Show each line of the data below that contains the string "drooping", treating uppercase and lowercase as different.

╭─ Dataset extract

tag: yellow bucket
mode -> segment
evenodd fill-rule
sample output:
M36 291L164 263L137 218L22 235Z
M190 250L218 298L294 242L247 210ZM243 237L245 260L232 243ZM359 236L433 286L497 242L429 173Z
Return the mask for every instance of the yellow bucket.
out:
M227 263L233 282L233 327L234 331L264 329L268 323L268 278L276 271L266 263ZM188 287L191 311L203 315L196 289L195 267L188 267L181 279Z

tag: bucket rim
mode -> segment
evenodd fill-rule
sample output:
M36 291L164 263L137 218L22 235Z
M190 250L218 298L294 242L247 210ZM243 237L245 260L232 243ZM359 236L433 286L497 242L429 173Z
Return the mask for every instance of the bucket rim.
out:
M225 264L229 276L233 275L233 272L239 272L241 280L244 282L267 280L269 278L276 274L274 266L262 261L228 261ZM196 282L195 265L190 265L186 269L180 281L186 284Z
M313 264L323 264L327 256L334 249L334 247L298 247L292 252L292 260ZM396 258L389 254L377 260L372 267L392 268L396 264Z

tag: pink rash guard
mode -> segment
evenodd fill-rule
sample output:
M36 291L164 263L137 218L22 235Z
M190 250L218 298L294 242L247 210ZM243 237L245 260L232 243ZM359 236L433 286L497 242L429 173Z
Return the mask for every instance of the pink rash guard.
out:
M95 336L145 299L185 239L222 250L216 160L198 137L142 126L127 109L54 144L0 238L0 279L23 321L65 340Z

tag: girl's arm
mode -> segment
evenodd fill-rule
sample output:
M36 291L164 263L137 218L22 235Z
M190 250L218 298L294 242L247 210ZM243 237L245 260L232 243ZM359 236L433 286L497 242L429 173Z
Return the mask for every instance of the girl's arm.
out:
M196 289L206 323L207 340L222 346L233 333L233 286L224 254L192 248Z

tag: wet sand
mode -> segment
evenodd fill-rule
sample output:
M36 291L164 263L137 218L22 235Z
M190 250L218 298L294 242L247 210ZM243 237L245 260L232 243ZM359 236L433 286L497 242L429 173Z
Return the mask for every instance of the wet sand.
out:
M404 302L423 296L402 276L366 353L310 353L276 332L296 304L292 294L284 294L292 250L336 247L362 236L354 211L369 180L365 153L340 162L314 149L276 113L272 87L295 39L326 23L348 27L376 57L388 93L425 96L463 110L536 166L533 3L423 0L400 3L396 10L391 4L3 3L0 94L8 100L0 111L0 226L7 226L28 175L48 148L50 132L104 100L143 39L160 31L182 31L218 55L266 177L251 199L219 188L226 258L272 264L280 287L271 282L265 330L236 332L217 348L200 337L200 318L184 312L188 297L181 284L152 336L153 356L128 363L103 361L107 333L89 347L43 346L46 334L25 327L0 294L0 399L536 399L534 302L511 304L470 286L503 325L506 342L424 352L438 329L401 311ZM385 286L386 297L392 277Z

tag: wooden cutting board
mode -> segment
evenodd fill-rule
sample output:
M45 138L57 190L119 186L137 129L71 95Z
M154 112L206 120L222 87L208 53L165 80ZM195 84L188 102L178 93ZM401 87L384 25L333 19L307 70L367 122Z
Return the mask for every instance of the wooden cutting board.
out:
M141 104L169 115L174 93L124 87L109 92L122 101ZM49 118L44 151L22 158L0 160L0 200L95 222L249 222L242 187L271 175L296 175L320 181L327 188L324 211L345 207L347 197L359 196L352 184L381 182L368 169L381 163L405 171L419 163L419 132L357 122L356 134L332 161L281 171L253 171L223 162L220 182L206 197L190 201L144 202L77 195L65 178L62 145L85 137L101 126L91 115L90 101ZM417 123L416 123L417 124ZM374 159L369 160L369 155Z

╰─
╭─ Dataset extract

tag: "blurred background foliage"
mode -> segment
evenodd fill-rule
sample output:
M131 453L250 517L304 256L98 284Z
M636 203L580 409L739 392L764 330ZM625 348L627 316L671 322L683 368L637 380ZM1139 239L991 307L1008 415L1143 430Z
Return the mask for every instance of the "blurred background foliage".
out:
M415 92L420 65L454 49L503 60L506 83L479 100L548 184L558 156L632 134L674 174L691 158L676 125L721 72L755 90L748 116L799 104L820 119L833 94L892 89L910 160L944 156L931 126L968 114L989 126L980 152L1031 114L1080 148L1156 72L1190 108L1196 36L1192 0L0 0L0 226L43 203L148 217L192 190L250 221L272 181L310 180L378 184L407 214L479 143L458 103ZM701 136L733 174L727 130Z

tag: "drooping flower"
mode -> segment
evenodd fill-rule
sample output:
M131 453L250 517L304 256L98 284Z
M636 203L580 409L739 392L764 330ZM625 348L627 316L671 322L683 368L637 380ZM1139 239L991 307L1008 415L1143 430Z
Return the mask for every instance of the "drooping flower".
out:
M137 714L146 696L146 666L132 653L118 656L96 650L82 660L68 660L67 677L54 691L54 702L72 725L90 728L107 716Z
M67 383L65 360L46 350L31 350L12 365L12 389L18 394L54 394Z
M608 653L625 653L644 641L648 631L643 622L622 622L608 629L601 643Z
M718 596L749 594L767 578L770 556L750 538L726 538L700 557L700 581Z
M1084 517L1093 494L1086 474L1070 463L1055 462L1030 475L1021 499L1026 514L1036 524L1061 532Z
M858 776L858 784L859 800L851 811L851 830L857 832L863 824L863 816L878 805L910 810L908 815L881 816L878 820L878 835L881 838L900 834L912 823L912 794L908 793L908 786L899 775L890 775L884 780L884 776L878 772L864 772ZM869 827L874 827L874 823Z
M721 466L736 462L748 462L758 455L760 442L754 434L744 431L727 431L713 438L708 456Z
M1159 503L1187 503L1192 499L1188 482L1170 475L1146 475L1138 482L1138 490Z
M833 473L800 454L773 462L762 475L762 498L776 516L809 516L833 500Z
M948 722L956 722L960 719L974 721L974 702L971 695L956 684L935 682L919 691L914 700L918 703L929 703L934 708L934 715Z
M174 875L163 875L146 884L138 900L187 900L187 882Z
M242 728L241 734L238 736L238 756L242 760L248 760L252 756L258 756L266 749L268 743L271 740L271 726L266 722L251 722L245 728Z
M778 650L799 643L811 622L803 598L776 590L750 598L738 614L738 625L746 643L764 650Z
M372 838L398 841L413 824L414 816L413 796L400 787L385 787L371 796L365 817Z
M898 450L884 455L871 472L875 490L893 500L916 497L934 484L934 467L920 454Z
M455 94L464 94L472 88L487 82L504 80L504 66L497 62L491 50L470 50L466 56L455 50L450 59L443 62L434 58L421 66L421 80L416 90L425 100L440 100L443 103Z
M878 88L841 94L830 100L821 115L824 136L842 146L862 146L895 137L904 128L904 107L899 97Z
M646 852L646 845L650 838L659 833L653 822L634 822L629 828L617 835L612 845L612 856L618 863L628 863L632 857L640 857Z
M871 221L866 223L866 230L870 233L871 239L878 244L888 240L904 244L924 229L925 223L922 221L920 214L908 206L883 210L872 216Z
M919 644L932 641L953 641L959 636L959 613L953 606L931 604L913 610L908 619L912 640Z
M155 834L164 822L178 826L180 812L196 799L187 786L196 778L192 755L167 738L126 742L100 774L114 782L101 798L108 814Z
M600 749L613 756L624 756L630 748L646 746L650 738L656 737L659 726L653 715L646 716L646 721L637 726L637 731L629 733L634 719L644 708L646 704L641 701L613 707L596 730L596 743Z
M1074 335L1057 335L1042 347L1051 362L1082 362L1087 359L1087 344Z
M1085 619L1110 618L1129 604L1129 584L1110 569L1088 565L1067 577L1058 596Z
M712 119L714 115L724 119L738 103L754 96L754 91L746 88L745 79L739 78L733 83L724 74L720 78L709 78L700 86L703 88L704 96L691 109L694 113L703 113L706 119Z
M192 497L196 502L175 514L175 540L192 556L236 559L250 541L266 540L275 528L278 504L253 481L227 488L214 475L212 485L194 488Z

╰─

* _Solution to the problem_:
tag: "drooping flower"
Return the mask for every instance of the "drooping flower".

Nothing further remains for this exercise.